- **Task to complete**
Retype the part of the data that opens with the line containing "Return one point per instance of the mansard" and closes with the line containing "(1103, 459)", including both of those lines, keeping every character as it appears.

----------

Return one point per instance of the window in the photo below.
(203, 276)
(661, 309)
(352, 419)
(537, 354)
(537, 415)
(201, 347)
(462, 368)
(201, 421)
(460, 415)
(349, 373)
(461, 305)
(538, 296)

----------

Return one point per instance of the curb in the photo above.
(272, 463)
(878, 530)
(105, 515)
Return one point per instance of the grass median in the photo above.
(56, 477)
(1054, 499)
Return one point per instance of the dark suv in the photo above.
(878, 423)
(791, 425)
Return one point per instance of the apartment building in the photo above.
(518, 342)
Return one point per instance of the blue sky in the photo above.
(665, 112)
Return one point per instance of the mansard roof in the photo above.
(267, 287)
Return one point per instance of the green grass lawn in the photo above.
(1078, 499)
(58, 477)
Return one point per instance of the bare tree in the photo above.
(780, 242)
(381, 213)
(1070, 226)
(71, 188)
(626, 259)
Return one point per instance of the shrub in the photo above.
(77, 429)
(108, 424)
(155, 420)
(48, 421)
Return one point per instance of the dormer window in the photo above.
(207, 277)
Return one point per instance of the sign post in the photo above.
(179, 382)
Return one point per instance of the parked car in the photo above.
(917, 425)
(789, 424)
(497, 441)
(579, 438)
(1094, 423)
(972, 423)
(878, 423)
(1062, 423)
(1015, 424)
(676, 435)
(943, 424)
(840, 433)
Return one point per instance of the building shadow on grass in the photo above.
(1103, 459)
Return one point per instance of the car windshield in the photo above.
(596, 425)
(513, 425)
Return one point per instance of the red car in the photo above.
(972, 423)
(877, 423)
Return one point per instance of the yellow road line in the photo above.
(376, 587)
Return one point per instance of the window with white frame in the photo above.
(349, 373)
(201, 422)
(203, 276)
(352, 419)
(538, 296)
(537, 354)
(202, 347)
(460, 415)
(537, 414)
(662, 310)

----------

- **Answer to this task**
Return one point per instance of the mansard roof in the photo above.
(267, 287)
Return one point per instance of the green grass lawn in the photo above.
(1078, 499)
(58, 477)
Return one point per instance of the bare tree in the photo above.
(780, 242)
(381, 213)
(1070, 226)
(71, 188)
(626, 259)
Return one point per instance of the shrub in the photo above.
(77, 429)
(108, 424)
(155, 420)
(48, 421)
Return one point per instance of the dormer window in the photo above.
(207, 277)
Return one point per instance of the sign post in the photo above.
(179, 382)
Return one point per instance of the parked car in the photo above.
(917, 425)
(789, 424)
(497, 441)
(579, 438)
(1094, 423)
(972, 423)
(878, 423)
(1062, 423)
(1015, 424)
(676, 435)
(943, 424)
(840, 433)
Return one point per instance of the building shadow on grass in the photo above.
(1103, 459)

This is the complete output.